Passage provided:

▼

Isolated congenital nail dysplasia is an autosomal dominant disorder recently observed across five generations in a large family from southern Germany. Same condition was described in a Sicilian family by Pavone in 1982.
Isolated congenital nail dysplasia manifests from the first year of life. Affected family members showed no associated skin, hair or tooth alterations, as well as no malfunction of sweat glands or sensory organs.
The disorder is characterized by longitudinal streaks, thinning, and impaired formation of the nail plates leading to increased vulnerability of the free nail margins. Single nails may show longitudinal angular ridges that occasionally start at a conspicuous red prominence near the proximal nail fold, poorly developed lunulae, platonychia/koilonychias with the nail plate sometimes overgrowing the lateral nail fold.In most cases, all fingernails and toenails are similarly involved with some accentuation of the thumb and great toenails.
Histologic changes include hypergranulosis of the nail matrix and epithelial outgrowths from the nail bed. Patients do not show any alterations of hair growth and dentition, no malfunction of sweat glands and sensory organs, and no skeletal abnormalities.
The disease is inherited in autosomal dominant fashion with complete penetrance. The ICND gene is localized on chromosome 17p13.
Not available. Genetic counselling may help in families where the disease occurred previously.
Clinical picture and presence of the condition in several members of one family. Genetic testing.
The ICND is a lifelong condition. Patient documented by Pavone (1982) lost his nails almost completely in his twenties and did not regain them before he died at 77. Also his son showed severe nail alterations about 25 years ago and since then the anomaly has been slowly worsening. This suggests that ICND is a slow and inevitably progressive disease, even if the only discomfort it causes is the cosmetic aspect.
There is no known treatment for ICND. Symptomatic treatment helps alleviate the disease burden.
 Krebsová A et al – Assignment of the gene for a new hereditary nail disorder, isolated congenital nail dypslasia, to chromosome 17p13. J Invest Dermatol. 2000 Oct;115(4):664-7.
 Hamm H – Isolated congenital nail dysplasia: a new autosomal dominant condition. Arch Dermatol. 2000 Oct;136(10):1239-43.
 Arias, A. M., Yung, C. W., Rendler, S., Soltani, K., Lorincz, A. L. Familial severe twenty-nail dystrophy. J. Am. Acad. Derm. 7: 349-352, 1982.
 Pavone, L., Li Volti, S., Guarneri, B., La Rosa, M., Sorge, G., Incorpora, G., Mollica, F. Hereditary twenty-nail dystrophy in a Sicilian family. J. Med. Genet. 19: 337-340, 1982.

▲

Data extract:
▼

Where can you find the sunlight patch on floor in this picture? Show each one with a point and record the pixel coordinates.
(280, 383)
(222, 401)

▲

Exercise set:
1. From the nail dysplasia text, list the names of the journals in which the cited references were published.
2. Reproduce the portion of the nail dysplasia text starting at "Hamm H – Isolated" and ending at "19: 337-340, 1982.".

Answer set:
1.
- J Invest Dermatol
- Arch Dermatol
- J. Am. Acad. Derm.
- J. Med. Genet.

2.
Hamm H – Isolated congenital nail dysplasia: a new autosomal dominant condition. Arch Dermatol. 2000 Oct;136(10):1239-43.
 Arias, A. M., Yung, C. W., Rendler, S., Soltani, K., Lorincz, A. L. Familial severe twenty-nail dystrophy. J. Am. Acad. Derm. 7: 349-352, 1982.
 Pavone, L., Li Volti, S., Guarneri, B., La Rosa, M., Sorge, G., Incorpora, G., Mollica, F. Hereditary twenty-nail dystrophy in a Sicilian family. J. Med. Genet. 19: 337-340, 1982.